Objectif A:
Répondez aux questions suivantes sur les commentaires consacrés à l'université tunisienne.
(i) Selon le commentaire intitulé « Misogyne?? », par qui l'université tunisienne est-elle aujourd'hui portée ?
(ii) Selon le commentaire intitulé « La mondialisation des savoirs », où se trouvent les docteurs ou doctorants ayant une thèse de l'étranger ?
(iii) Selon le commentaire intitulé « L'éthique dans l'encadrement doctoral », de quoi se lamentent les directeurs de thèse ?
Objectif B:
Mettez à jour les commentaires sur l'université tunisienne en reprenant le passage commençant par « Ben le parcours » et se terminant par « la REFORME UNIVERSITAIRE! », où « parcours » est remplacé par « itinéraire ».
Objectif C:
Poursuivez les commentaires sur l'université tunisienne à partir de l'endroit où le texte s'arrête.

Extrait choisi:

====

Ben le parcours de notre universitaire n'est pas REFERENCE
DHEJ
| 23-06-2015 21:52
Ose-t-il?

Non il n'a pas osé car son parcours n'est pas une référence pour la REFORME UNIVERSITAIRE!
Misogyne??
Karin Ben kahla
| 21-06-2015 20:36
L'université tunisienne est aujourd'hui portée par les femmes. Et presque exclusivement par des femmes ( et je sais très bien de quoi je parle ). C'est une chance pour la Tunisie mais ...ce n'est PAS NORMAL. D'autant plus que les étudiants brillants ne veulent plus prendre le risque de s'engager dans la recherche....
La mondialisation des savoirs
Doctorant , enseignante
| 21-06-2015 17:44
Des besoins d'enseignants énormes , des postes 3 , 4 et 5 au niveau du pays et des docteurs ou doctorants avec des thèses de l'étranger en chômage ou dans des universités privées , par simple complexe de la part des anciens Prof !
L'éthique dans l'encadrement doctoral
Doctorante
| 21-06-2015 17:32
Beaucoup de doctorants(tes) souffrent de manque d'encadrement , les directeurs de thèse se lamentent des primes d'encadrement , ces pratiques n'existent qu'en Tunisie ou l'encadrement est libre et sans évaluation par un comité scientifique , le choix des doctorants et les bourses ne se font plus sur la base des compétences , les jeunes doctorants et docteurs qui se voient refusés dans les concours à cause du complexe de certains vieux universitaires qui veulent pas lacher le morceau alors qu'à l'étranger les jeunes réussissent et avancent dans la carrière , la réforme doit aussi se faire au niveau des Prof qui monopolisent l'enseignement supérieur pour servir leurs propres intérêts d'accumulation de richesse ...

====

Entrées listées:
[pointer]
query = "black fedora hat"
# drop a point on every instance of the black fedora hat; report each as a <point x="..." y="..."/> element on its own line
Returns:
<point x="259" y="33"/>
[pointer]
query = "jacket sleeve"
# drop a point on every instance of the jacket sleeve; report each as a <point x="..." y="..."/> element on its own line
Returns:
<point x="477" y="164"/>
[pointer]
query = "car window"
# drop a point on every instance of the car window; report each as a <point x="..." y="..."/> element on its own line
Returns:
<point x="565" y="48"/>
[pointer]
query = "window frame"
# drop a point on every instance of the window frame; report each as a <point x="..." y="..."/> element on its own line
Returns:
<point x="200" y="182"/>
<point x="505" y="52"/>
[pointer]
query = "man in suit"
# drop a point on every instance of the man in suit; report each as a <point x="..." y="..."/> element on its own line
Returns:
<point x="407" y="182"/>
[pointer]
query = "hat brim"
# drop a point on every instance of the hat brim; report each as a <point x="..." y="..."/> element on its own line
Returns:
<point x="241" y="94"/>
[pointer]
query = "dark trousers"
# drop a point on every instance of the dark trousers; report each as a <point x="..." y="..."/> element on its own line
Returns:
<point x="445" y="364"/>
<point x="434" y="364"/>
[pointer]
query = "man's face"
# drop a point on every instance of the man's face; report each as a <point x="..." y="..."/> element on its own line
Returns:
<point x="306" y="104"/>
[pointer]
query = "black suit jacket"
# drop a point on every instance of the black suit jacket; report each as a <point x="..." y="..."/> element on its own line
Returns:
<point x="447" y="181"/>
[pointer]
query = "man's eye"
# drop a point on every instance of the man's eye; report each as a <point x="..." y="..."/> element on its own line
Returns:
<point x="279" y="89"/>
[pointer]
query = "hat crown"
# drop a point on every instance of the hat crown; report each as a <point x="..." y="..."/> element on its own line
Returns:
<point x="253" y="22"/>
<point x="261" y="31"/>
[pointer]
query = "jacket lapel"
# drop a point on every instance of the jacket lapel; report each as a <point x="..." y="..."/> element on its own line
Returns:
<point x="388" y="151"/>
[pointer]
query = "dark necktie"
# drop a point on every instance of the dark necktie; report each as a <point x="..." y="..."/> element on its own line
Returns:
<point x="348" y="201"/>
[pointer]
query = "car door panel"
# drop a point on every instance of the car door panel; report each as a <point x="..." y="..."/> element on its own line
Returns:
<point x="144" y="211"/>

====

Résultat A:
(i) Par les femmes, et presque exclusivement par des femmes.
(ii) Au chômage ou dans des universités privées.
(iii) Des primes d'encadrement.

Résultat B:
Ben le itinéraire de notre universitaire n'est pas REFERENCE
DHEJ
| 23-06-2015 21:52
Ose-t-il?

Non il n'a pas osé car son itinéraire n'est pas une référence pour la REFORME UNIVERSITAIRE!

Résultat C:
Et si ce REFORMATEUR nous disait...
DHEJ
| 21-06-2015 14:49
Oui s'il nous disait tout de son parcourt du lycée au titre de PROF UNIVERSITAIRE???


Mais alors toute la vérité et rien que la vérité espérant qu'il n'a pas transgressé l'article 87 du code pénal!


orientation
karim ben kahla
| 21-06-2015 11:19
on ne peut pas demander à un système complètement désorienté de bien orienter ses étudiants/bacheliers... la question de l'orientation est liée au problème du "manque d'intelligence" de nos universités que je présente rapidement dans ce papier... comme indiqué dans mon article, une solution (parmi d'autres) serait de revenir au vrai esprit du LMD (remplacer progressivement les bac + 4 par Bac + 5 et non par bac + 3)...les solutions ne manquent pas...il faudrait un article à part sur l'orientation... vais essayer de le faire.merci
Quel culot !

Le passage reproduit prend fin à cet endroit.